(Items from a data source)
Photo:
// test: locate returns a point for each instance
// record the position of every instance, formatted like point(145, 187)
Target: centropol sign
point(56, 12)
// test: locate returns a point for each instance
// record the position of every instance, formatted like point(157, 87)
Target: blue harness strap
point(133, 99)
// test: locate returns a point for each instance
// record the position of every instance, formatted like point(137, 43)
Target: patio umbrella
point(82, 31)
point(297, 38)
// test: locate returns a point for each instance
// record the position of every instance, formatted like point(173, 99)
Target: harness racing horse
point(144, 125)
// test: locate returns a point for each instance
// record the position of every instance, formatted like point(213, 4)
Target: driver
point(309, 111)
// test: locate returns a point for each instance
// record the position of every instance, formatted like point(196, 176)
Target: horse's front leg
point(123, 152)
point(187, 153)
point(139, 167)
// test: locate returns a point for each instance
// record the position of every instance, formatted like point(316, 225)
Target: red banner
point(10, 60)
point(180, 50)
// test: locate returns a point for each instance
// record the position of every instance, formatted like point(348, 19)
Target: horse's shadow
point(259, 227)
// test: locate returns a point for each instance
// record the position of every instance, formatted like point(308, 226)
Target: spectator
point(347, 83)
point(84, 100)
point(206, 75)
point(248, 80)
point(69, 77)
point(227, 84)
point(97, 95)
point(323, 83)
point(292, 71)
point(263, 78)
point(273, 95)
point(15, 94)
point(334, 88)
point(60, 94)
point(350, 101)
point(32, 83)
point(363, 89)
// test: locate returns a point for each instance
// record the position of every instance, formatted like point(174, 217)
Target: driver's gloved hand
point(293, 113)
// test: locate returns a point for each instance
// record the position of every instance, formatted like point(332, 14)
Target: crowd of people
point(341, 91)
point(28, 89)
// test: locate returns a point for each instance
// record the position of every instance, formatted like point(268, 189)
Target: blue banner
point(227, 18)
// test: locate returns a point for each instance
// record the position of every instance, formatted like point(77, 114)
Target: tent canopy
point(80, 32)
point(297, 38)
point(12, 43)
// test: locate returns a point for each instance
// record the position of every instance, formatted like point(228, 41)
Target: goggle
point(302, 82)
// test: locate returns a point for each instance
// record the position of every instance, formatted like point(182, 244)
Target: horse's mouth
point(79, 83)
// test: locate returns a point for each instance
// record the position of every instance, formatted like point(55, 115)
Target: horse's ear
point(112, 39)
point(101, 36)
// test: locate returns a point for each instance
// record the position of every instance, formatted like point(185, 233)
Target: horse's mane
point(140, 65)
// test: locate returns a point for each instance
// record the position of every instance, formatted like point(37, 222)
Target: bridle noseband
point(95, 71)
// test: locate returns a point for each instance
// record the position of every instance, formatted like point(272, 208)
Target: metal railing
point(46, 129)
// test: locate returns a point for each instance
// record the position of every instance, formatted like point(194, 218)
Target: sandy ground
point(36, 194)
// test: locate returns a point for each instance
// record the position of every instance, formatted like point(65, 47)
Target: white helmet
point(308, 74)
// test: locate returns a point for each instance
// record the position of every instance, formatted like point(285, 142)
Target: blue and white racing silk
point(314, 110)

### [Your task]
The answer is the full data, repeated exactly as shown.

### [Answer to the exercise]
Photo:
// test: locate returns a point for each instance
// record the position of every instance, formatted like point(145, 187)
Target: centropol sign
point(56, 12)
// test: locate returns a point for each instance
// record the position of every instance, formatted like point(157, 87)
Target: blue harness strap
point(133, 99)
// test: locate returns a point for each instance
// record the position of every instance, formatted like point(137, 43)
Target: patio umbrella
point(82, 31)
point(297, 38)
// test: locate returns a point for each instance
// record the position of every instance, formatted like point(173, 99)
Target: harness racing horse
point(144, 125)
// test: locate returns a point for each instance
// record the position of every instance, formatted like point(213, 4)
Target: driver
point(309, 111)
// test: locate returns a point for each instance
// record the position of every instance, formatted like point(196, 176)
Target: horse's front leg
point(123, 152)
point(187, 153)
point(139, 167)
// test: locate returns a point for each instance
// record the position of every instance, formatted like point(316, 225)
Target: red banner
point(10, 60)
point(180, 50)
// test: locate returns a point for each instance
// record the position of every instance, formatted like point(348, 19)
Target: horse's shadow
point(259, 227)
// test: locate returns a point for each instance
// record the position of every instance, formatted like point(308, 226)
Target: spectator
point(347, 83)
point(84, 100)
point(206, 75)
point(248, 80)
point(69, 77)
point(227, 84)
point(97, 95)
point(323, 83)
point(292, 71)
point(263, 78)
point(273, 95)
point(15, 94)
point(334, 88)
point(60, 94)
point(350, 101)
point(32, 83)
point(363, 89)
// test: locate returns a point for each instance
// record the position of every instance, formatted like point(174, 217)
Target: driver's gloved hand
point(293, 113)
// test: locate returns a point for each instance
// record the position of every instance, formatted like point(332, 14)
Target: crowd of people
point(341, 91)
point(28, 89)
// test: locate returns a point for each instance
// record the position of every instance, formatted like point(268, 189)
Target: blue banner
point(227, 18)
// test: locate returns a point for each instance
// record the position of every instance, formatted like point(77, 114)
Target: tent canopy
point(80, 32)
point(297, 38)
point(12, 43)
// test: locate returns a point for each instance
// record the position of every instance, formatted like point(228, 41)
Target: goggle
point(302, 82)
// test: locate returns a point for each instance
// record the position of every instance, formatted like point(182, 244)
Target: horse's mouth
point(79, 83)
// test: locate returns a point for each instance
// record the position of every instance, formatted like point(55, 115)
Target: horse's ear
point(112, 39)
point(101, 36)
// test: locate returns a point for each instance
// record the position of every instance, formatted like point(185, 233)
Target: horse's mane
point(140, 65)
// test: locate returns a point for each instance
// record the position of every instance, formatted like point(37, 222)
Target: bridle noseband
point(95, 71)
// test: locate returns a point for each instance
// record the position of every instance, formatted like point(272, 208)
Target: metal railing
point(46, 129)
// test: locate returns a point for each instance
// record the position of every instance, formatted like point(194, 218)
Target: sandy ground
point(36, 194)
// test: locate returns a point for each instance
// record the position of every instance, formatted like point(65, 47)
Target: white helmet
point(308, 74)
// test: locate returns a point for each instance
// record the position of every instance, formatted like point(285, 142)
Target: blue and white racing silk
point(314, 110)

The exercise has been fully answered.